What needs to be done
Your answer must contain only the lines from the one containing "Note: the class marks the shrub" through the end of the entries below, reproduced character for character.

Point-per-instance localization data
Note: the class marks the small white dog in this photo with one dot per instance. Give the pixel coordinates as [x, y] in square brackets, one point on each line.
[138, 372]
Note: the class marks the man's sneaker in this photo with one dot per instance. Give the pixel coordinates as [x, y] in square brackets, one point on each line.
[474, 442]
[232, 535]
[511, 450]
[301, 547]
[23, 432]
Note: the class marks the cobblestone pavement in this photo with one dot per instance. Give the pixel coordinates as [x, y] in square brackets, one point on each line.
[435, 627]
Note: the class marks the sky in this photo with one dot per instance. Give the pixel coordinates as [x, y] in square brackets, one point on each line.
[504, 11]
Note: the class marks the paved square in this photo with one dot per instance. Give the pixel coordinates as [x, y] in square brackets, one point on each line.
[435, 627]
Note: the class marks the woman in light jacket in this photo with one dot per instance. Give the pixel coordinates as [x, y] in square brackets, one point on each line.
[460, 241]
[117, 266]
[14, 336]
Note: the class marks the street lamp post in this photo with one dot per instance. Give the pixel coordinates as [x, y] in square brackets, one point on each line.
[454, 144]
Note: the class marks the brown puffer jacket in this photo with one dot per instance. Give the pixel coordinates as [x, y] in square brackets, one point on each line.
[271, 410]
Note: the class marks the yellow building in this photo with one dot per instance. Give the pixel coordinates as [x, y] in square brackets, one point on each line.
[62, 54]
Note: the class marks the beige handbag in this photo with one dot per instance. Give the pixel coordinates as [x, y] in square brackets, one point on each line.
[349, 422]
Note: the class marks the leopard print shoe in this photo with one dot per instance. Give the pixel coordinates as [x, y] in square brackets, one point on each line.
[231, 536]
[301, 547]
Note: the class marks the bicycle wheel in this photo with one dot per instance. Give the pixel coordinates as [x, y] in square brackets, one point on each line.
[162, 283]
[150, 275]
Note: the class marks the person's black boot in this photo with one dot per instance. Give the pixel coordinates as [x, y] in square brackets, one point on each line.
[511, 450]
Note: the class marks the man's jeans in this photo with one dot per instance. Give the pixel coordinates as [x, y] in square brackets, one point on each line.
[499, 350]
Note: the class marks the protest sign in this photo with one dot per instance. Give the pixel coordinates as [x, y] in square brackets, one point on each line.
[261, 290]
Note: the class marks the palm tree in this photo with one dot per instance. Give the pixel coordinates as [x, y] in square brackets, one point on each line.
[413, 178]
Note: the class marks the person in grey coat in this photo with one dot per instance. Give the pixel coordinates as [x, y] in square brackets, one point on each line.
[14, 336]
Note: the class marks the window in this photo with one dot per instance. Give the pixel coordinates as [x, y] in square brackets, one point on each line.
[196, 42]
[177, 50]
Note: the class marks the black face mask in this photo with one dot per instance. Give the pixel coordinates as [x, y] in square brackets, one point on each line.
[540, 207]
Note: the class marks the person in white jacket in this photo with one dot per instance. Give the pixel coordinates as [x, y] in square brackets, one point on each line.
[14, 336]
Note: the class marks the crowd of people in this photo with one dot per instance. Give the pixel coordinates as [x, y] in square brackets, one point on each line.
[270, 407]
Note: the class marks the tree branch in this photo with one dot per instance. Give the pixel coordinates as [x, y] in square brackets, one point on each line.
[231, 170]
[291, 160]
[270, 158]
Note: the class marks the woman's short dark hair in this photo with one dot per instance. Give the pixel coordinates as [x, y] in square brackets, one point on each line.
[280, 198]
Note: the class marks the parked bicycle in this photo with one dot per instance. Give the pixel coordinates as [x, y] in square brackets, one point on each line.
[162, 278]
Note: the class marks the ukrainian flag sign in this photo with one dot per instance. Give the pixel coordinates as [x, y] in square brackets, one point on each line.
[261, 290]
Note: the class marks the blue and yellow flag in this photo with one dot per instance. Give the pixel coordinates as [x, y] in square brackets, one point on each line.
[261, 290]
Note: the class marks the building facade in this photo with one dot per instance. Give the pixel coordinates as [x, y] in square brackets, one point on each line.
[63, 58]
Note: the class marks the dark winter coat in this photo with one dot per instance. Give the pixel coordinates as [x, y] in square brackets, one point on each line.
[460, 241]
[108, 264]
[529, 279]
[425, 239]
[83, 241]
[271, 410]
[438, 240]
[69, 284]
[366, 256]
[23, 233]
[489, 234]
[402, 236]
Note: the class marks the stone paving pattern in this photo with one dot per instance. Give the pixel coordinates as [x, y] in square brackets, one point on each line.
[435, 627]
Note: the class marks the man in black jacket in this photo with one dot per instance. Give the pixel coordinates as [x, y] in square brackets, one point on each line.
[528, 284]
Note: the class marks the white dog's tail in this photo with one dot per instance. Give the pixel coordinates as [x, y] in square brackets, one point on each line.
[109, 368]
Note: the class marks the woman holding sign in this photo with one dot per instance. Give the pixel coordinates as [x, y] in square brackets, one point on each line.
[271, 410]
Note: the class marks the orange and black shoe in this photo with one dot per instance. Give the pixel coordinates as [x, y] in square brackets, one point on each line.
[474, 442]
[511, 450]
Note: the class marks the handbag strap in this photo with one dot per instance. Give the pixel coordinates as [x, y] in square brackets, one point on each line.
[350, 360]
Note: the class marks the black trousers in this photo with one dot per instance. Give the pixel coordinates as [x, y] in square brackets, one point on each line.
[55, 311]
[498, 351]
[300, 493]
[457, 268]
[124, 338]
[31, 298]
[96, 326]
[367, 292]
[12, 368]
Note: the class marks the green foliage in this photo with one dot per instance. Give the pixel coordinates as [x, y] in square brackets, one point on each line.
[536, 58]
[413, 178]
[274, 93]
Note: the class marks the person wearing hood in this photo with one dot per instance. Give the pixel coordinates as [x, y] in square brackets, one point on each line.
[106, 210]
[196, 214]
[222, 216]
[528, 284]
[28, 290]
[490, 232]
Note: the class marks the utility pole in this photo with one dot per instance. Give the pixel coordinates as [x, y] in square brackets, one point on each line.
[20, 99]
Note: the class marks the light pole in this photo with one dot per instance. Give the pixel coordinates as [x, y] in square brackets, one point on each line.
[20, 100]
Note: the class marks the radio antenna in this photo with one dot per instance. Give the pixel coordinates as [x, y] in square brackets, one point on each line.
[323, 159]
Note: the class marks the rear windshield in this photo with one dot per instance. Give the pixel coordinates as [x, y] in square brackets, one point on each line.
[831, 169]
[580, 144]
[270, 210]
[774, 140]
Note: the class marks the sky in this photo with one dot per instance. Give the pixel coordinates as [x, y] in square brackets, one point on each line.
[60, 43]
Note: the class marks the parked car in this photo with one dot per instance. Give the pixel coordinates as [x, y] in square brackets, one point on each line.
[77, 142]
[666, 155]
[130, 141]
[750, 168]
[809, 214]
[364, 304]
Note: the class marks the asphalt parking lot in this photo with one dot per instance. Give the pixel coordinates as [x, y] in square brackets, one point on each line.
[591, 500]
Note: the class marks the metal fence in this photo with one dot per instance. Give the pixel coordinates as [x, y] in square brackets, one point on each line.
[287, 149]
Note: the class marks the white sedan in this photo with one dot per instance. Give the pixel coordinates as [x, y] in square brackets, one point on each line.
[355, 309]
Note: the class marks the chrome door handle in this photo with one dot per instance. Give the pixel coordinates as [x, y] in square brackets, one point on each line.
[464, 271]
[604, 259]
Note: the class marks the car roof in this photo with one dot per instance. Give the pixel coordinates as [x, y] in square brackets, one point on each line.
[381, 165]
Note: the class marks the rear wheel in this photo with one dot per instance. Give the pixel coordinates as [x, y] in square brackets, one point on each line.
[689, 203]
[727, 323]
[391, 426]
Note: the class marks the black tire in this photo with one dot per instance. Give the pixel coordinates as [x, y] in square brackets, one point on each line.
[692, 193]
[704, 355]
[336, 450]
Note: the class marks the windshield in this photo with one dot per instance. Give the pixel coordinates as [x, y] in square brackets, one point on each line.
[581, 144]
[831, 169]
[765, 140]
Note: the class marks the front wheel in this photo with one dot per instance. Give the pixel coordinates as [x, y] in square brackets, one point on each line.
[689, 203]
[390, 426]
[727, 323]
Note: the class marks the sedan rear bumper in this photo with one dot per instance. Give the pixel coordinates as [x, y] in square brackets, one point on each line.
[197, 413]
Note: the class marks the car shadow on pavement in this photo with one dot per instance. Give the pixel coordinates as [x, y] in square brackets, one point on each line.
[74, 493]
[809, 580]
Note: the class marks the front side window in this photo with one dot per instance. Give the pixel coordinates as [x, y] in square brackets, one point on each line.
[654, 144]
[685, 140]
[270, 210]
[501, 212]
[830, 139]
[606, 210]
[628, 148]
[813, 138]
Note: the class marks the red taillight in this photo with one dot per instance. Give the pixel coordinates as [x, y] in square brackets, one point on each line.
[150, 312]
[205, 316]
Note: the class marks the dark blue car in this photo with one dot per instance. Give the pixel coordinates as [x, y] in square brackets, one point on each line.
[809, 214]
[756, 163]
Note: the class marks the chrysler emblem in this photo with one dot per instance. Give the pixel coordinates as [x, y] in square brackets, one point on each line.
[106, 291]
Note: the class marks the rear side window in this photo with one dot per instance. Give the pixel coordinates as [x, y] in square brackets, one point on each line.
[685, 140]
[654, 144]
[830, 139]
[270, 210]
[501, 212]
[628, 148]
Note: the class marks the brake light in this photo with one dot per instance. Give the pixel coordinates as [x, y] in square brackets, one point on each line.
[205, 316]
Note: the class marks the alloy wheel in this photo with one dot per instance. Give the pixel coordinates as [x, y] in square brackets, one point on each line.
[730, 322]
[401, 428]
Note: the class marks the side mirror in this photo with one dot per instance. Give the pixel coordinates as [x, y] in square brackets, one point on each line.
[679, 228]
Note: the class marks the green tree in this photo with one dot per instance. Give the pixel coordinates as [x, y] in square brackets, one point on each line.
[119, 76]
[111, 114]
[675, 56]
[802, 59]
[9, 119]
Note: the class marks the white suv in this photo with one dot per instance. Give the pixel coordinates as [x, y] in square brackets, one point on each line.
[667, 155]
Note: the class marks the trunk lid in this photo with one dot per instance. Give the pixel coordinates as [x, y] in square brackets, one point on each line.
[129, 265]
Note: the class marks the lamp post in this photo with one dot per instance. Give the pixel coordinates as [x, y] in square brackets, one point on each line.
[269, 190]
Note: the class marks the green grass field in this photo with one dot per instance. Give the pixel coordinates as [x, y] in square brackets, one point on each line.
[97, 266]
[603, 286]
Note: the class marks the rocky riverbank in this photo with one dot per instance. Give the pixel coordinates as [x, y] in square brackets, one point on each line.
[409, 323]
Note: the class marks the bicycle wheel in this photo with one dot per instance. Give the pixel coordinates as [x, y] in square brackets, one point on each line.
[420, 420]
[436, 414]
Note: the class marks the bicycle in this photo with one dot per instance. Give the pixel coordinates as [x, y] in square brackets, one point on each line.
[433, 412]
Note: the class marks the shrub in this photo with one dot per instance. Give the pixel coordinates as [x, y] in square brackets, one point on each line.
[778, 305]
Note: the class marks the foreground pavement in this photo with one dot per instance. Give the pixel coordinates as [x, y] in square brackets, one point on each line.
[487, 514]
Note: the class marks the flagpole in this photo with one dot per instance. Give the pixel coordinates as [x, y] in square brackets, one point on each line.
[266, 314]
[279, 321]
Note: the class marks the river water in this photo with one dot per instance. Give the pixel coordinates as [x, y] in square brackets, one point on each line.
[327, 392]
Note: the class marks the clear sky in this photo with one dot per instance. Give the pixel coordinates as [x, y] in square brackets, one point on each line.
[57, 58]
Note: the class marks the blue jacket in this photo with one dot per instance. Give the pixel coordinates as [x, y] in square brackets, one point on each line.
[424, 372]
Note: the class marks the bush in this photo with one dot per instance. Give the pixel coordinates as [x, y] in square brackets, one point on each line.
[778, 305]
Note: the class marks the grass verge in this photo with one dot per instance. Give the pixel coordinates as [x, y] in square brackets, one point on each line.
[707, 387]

Answer for the task
Note: the class marks the shrub in this photo with one dot per instance. Give the pixel coordinates as [x, y] in square brackets, one point on each line.
[778, 305]
Note: the class marks the foreground pavement in this photo with one dot per instance. Give the pixel coordinates as [x, y] in square brackets, one point on each line.
[487, 514]
Note: the class marks the flagpole in this photo with one dot per instance. Give the pixel coordinates as [x, y] in square brackets, one point on each line.
[266, 314]
[279, 321]
Note: the class marks the river water in this photo with one dot per instance. Give the pixel coordinates as [x, y] in square brackets, one point on each line.
[327, 392]
Note: the class marks the clear sky in this photo with one dot per instance. Give the pixel coordinates as [x, y] in square brackets, one point on each line.
[57, 58]
Note: the class marks the blue jacket in this photo with one dot per instance. Give the pixel coordinates as [x, y] in square brackets, one point on each line.
[424, 372]
Note: the class marks the bush in this photo with one dot per instance. Give the pixel coordinates as [x, y] in square brackets, one point on each line.
[778, 305]
Note: the class marks the grass verge in this photo with one dot per instance. Give the pixel coordinates as [x, y] in square brackets, one point on each line.
[707, 387]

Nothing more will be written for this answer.